## GIVEN REQUEST
Count the lines in the data below that contain the string "stone", treating uppercase and lowercase as different. Reply with the number alone.

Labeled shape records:
......
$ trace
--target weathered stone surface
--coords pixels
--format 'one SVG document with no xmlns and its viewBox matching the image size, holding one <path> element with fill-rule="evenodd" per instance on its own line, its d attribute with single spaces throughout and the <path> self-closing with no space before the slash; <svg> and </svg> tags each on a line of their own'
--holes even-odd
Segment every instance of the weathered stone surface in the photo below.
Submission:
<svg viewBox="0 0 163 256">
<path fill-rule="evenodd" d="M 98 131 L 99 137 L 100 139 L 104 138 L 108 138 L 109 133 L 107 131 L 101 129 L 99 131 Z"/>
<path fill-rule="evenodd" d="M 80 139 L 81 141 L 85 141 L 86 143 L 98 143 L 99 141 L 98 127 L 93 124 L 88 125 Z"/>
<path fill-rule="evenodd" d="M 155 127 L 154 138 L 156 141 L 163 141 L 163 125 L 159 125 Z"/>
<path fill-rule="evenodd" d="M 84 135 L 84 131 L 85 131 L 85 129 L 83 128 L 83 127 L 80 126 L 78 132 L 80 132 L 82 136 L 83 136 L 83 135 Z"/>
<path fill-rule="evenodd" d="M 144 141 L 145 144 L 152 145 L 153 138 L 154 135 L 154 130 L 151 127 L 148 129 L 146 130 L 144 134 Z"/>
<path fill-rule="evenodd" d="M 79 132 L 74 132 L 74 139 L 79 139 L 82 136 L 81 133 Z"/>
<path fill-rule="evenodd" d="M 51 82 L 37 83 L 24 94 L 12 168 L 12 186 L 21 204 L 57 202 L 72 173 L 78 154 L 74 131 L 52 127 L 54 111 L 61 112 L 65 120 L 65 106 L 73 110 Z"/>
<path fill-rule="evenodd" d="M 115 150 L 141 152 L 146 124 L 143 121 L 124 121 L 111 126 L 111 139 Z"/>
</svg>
......
## REPLY
2